This is a rush transcript. Copy may not be in its final form.

AMY GOODMAN: We turn now to look at North Dakota, where indigenous activists are continuing to protest the proposed $3.8 billion Dakota Access pipeline, which they say would threaten to contaminate the Missouri River.

INDIGENOUS ACTIVISTS: Respect our water! Respect our lands! Honor our treaties! Honor our rights!

AMY GOODMAN: More than a thousand indigenous activists from dozens of different tribes across the country have traveled to the Sacred Stone Spirit Camp. The protests have so far shut down construction along parts of the pipeline. Protesters have included Debra White Plume, an Oglala Lakota water rights activist.

DEBRA WHITE PLUME: The need to protect this water has grown way beyond Standing Rock. I’m Oglala and Northern Cheyenne. Many red nations are here. Many more red nations are coming. We put the call out for water protectors to come, land defenders to come. And the word "resistance" is being used. And sometimes we have a problem with the English language, deciding which word to use, but if we just listen to our spirits, we’re here to protect sacred water. People will come from all along the river to protect the river that they belong to.

AMY GOODMAN: Dennis Banks, co-founder of the American Indian Movement, has also taken part in the protests against the Dakota pipeline. Banks also was part of the 1973 Wounded Knee standoff.

DENNIS BANKS: What’s happening here is equally as important, because of the stand that you’re ready to make. When they threaten the environment, they’re threatening you. We are part mountain. We are part ocean. We are part river. We are part flower and grass and tree. All of this, we are part of all of it, so that when they threaten the environment anyplace, they’re threatening you. You have to be in that mindset like that. That’s who you are. That’s who we are. And our culture, our heritage is what has made us warriors.

AMY GOODMAN: That was Dennis Banks. We’re joined now by Dave Archambault, the chair of the Standing Rock Sioux Tribe, who’s joining us from Washington, D.C.

Chairman, thanks very much for being with us. Can you explain for us what this whole controversy is about?

● Given data:
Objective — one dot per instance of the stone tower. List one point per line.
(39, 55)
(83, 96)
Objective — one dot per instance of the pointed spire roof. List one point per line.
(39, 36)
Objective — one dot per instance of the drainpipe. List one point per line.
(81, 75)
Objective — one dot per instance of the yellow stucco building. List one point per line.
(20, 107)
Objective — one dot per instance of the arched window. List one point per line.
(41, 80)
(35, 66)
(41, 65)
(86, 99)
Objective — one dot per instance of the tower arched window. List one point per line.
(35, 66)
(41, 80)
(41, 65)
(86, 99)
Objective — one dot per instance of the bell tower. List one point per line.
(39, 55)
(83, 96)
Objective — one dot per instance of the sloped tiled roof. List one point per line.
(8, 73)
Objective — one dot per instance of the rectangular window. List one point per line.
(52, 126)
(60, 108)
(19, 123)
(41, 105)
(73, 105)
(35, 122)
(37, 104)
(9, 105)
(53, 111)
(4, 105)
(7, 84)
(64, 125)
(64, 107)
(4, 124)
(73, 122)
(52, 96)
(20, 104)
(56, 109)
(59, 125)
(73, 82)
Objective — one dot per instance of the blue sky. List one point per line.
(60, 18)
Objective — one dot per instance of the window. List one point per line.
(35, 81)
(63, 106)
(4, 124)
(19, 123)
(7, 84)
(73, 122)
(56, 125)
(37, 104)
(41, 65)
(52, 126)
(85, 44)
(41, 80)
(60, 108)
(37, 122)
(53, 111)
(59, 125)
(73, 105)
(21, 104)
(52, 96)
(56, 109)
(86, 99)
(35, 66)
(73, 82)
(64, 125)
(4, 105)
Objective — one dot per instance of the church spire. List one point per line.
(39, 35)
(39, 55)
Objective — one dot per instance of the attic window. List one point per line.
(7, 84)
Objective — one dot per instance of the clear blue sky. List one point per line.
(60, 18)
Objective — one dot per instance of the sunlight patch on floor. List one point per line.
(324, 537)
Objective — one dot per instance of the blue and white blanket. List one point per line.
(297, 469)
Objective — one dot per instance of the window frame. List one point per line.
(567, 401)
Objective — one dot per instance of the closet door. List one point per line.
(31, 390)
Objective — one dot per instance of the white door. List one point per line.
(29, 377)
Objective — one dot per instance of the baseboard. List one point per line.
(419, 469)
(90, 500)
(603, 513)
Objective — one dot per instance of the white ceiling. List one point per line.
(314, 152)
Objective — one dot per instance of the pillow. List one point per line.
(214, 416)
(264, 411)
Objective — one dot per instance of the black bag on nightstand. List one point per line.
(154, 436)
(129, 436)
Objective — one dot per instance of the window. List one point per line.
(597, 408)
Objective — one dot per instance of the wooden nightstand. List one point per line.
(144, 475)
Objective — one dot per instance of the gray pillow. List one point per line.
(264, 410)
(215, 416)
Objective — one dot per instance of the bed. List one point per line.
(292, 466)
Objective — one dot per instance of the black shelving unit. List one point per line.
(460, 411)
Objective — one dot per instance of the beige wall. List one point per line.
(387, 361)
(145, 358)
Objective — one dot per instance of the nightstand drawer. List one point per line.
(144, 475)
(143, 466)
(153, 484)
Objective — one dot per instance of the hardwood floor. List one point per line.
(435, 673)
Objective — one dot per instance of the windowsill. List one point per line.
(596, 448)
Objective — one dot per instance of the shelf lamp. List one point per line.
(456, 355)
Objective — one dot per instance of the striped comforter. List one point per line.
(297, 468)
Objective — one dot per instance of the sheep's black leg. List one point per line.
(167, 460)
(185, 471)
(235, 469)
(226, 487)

● Instructions to follow: Rewrite the part of the transcript starting at "DENNIS BANKS: What’s" and ending at "made us warriors.", putting "prairie" in place of "mountain".

● Result of the task:
DENNIS BANKS: What’s happening here is equally as important, because of the stand that you’re ready to make. When they threaten the environment, they’re threatening you. We are part prairie. We are part ocean. We are part river. We are part flower and grass and tree. All of this, we are part of all of it, so that when they threaten the environment anyplace, they’re threatening you. You have to be in that mindset like that. That’s who you are. That’s who we are. And our culture, our heritage is what has made us warriors.